▶ STATED PROBLEM
Write the line that includes "Put a point on the mug" and all subsequent lines, exactly as written, and nothing more.

Dataset excerpts on object pointing

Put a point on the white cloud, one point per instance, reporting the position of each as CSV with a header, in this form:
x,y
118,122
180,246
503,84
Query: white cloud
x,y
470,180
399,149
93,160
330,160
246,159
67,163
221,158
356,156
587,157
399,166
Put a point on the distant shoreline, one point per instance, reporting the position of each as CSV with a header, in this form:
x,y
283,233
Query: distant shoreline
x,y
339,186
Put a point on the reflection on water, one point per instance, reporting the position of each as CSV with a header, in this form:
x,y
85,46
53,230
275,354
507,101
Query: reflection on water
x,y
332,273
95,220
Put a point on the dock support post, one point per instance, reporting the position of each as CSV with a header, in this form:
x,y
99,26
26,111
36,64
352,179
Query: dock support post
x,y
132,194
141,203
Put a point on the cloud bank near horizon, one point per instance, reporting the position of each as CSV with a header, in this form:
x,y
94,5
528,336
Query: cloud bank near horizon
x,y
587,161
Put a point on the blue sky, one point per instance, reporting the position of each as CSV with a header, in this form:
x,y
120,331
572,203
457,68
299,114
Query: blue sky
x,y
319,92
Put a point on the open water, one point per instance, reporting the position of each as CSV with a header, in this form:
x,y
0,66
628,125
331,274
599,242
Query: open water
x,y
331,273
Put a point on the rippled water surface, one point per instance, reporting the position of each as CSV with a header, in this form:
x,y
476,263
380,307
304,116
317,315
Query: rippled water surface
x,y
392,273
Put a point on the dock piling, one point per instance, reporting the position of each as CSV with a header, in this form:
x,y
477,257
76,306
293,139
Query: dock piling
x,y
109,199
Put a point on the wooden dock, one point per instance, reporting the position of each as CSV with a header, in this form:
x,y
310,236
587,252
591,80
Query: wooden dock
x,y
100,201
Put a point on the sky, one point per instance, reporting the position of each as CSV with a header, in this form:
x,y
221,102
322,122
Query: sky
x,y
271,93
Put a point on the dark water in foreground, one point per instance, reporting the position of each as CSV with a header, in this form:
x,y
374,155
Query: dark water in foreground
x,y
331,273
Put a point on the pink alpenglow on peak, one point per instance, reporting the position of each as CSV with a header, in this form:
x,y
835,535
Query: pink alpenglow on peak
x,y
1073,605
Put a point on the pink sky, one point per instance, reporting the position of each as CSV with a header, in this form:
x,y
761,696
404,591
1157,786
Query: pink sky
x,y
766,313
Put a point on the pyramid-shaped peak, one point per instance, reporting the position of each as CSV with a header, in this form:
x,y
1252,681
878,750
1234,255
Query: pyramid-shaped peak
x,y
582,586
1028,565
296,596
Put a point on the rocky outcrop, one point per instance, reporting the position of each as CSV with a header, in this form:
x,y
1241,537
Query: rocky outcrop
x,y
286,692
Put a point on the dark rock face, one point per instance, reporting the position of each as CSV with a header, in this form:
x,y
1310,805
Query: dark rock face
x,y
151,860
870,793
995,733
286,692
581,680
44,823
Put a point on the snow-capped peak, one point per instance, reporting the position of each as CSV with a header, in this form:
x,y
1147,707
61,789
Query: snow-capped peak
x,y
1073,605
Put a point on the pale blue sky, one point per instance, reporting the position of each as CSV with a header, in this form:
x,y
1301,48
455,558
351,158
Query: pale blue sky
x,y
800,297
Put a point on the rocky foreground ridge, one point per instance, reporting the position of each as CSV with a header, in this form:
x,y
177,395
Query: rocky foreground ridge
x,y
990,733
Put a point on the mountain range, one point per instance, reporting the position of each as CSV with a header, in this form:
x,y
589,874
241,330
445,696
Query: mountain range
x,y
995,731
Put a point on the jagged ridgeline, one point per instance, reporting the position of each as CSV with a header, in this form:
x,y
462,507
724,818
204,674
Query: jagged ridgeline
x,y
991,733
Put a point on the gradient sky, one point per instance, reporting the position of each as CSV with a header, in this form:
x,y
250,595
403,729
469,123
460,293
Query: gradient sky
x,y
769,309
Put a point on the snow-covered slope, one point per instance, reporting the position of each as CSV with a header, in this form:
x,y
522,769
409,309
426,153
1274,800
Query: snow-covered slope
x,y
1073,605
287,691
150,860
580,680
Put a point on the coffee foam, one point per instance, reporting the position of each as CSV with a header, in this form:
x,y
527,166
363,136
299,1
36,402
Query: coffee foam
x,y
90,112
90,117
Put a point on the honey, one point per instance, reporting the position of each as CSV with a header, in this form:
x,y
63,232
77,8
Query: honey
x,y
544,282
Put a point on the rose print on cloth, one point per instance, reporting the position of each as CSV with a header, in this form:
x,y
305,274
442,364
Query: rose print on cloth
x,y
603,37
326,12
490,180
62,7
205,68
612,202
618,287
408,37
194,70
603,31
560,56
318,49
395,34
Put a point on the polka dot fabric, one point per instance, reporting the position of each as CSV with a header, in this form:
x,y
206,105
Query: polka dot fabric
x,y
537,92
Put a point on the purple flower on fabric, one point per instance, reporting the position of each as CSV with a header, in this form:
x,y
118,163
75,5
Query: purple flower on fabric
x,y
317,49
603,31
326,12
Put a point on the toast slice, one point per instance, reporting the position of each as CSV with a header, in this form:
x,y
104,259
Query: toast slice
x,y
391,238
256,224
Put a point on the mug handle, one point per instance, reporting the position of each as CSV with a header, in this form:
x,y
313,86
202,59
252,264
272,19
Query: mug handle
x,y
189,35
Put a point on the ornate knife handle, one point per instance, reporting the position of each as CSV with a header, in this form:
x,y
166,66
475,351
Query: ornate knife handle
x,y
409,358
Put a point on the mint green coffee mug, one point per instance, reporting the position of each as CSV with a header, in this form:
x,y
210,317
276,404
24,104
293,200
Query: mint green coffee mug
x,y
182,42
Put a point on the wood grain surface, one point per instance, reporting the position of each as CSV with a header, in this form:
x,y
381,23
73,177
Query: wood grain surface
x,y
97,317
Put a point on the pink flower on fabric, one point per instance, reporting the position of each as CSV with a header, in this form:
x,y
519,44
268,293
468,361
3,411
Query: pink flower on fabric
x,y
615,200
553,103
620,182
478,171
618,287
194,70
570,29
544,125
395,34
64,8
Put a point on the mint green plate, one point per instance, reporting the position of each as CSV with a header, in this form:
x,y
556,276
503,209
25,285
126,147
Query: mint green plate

▶ EXPECTED OUTPUT
Put a point on the mug handle, one point per instance, reporting the position of each as CSV with a header, in this form:
x,y
313,86
202,59
252,264
272,19
Query: mug handle
x,y
189,35
Put a point on the ornate knife handle, one point per instance, reporting the position of each as CSV with a header, in this form:
x,y
166,66
475,351
Query: ornate knife handle
x,y
409,358
Put a point on the mint green coffee mug, one point per instance, reporting the position of each as CSV with a header, in this form:
x,y
210,317
276,404
24,104
293,200
Query: mint green coffee mug
x,y
182,42
Put a point on the wood grain surface, one point per instance, reporting the position of each as CSV with a header, in this form:
x,y
381,23
73,177
Query: wood grain surface
x,y
97,317
Put a point on the pink flower on fabric, one point per instance, reporting the position of each as CSV with a header, in this form:
x,y
519,44
268,293
468,361
3,411
Query: pink flower on fabric
x,y
615,200
553,103
620,182
478,171
618,287
194,70
570,29
544,125
395,34
64,8
Put a point on the mint green plate, one point per instance, reporting the position of each as CSV with a header, in this form:
x,y
556,276
503,209
25,285
126,147
Query: mint green plate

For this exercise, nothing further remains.